Required action:
Repeat the material in full. Keep every line exactly as it is.

Material for this exercise:
-----
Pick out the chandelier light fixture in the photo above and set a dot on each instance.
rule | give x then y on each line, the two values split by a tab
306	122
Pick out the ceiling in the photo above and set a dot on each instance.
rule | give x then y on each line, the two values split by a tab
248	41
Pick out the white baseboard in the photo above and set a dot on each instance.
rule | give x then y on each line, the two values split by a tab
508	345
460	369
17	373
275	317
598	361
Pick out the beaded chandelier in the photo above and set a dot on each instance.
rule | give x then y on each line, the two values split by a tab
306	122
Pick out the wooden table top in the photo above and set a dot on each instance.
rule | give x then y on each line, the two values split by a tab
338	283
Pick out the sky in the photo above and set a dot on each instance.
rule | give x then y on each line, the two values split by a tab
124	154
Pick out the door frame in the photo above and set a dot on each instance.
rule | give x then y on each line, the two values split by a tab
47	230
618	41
-----
Result below:
Pick out the chandelier light fixture in the photo above and set a dot on each instance.
rule | give x then y on each line, the two values split by a tab
306	122
Pick out the ceiling in the photo above and set a dot on each instance.
rule | give x then y on each line, the two values split by a tab
248	41
Pick out the white baseboard in the photo above and set a dot on each instance.
rule | give x then y on each line, the two values split by a tab
508	345
460	369
17	373
275	317
598	361
Pick out the beaded chandelier in the photo above and set a dot on each instance.
rule | give x then y on each line, the two values split by a tab
306	122
Pick out the wooden table top in the photo above and set a dot on each instance.
rule | give x then y on each line, the two values split by a tab
338	283
Pick out the sky in the photo above and set a dot on each instance.
rule | give x then y on each line, the two values split by a tab
124	154
Pick out the door frame in the photo above and set a dot on each instance.
rule | give x then y on each line, the two values split by a tab
47	230
618	41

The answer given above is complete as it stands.